Given passage:
★ ★ ★ ★
# Wow, this guy wants $26K for a 15 year old Toyota truck!



## JeanOcelot0 (Dec 30, 2020)

At $25,900, Would You Run To Buy This 2006 Toyota Tacoma X-Runner?


Nice Price or No Dice: At $25,900, Would You Run To Buy This 2006 Toyota Tacoma X-Runner?




jalopnik.com


----------



## tohunt4me (Nov 23, 2015)

JeanOcelot0 said:


> At $25,900, Would You Run To Buy This 2006 Toyota Tacoma X-Runner?
> 
> 
> Nice Price or No Dice: At $25,900, Would You Run To Buy This 2006 Toyota Tacoma X-Runner?
> ...


They are insane.


----------



## Uber's Guber (Oct 22, 2017)

Sellers are oftentimes emotionally attached to a vehicle they were overly obsessed with, and they think somehow that adds value to the vehicle. The buyer doesn’t give a shit about that crap.


----------



## Bork_Bork_Bork (May 20, 2019)

Drugs are bad…..Mmm’ K?


----------



## Syn (Jun 30, 2017)
★ ★ ★ ★
Recorded information:
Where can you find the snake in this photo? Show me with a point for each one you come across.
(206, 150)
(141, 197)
★ ★ ★ ★
Written task A: In the forum thread about the Tacoma price, what asking price does the linked article give for the 2006 Toyota Tacoma X-Runner?
Written task B: Translate this sentence from the Tacoma price thread into Spanish: "Sellers are oftentimes emotionally attached to a vehicle they were overly obsessed with, and they think somehow that adds value to the vehicle."
Written task C: Carry on the forum thread about the overpriced Toyota Tacoma from the point where it stops.

Exercise result A: $25,900

Exercise result B: Los vendedores a menudo están emocionalmente apegados a un vehículo con el que estaban demasiado obsesionados, y de algún modo creen que eso le añade valor al vehículo.

Exercise result C:
Price is high, but not as much as people think. 53k miles, very rare bodystyle and Tacomas are desirable in general.


----------



## Daisey77 (Jan 13, 2016)

Tacomas have crazy resale to begin with then add in the other stuff . . . plus the seller probably factored in negotiations


----------



## NicFit (Jan 18, 2020)

Car prices are insane right now, I bought my current car in October 2018 and this week I got an offer from the dealer I have taken it to before for 3k over what I payed for it, which means I could sell my car right now to a private buyer and probably make another 3k more. People are getting worried about the chip crisis, they could drive up car prices for the next year or two before the chip shortage ends


----------



## UberPotomac (Oct 8, 2016)

The car price is what a buyer is willing to pay.
Why is so hard to understand that someone may want that truck, even at that price?


----------



## TomTheAnt (Jan 1, 2019)

It's not the one who asks, it's the one who pays.


----------



## sumidaj (Nov 2, 2020)

Nothing special about this truck...its an x runner but its only got a couple more goodies over a rgular tacoma and its not even 4 x 4 which command the high prices.....


1. SOMEONE will buy it at that price....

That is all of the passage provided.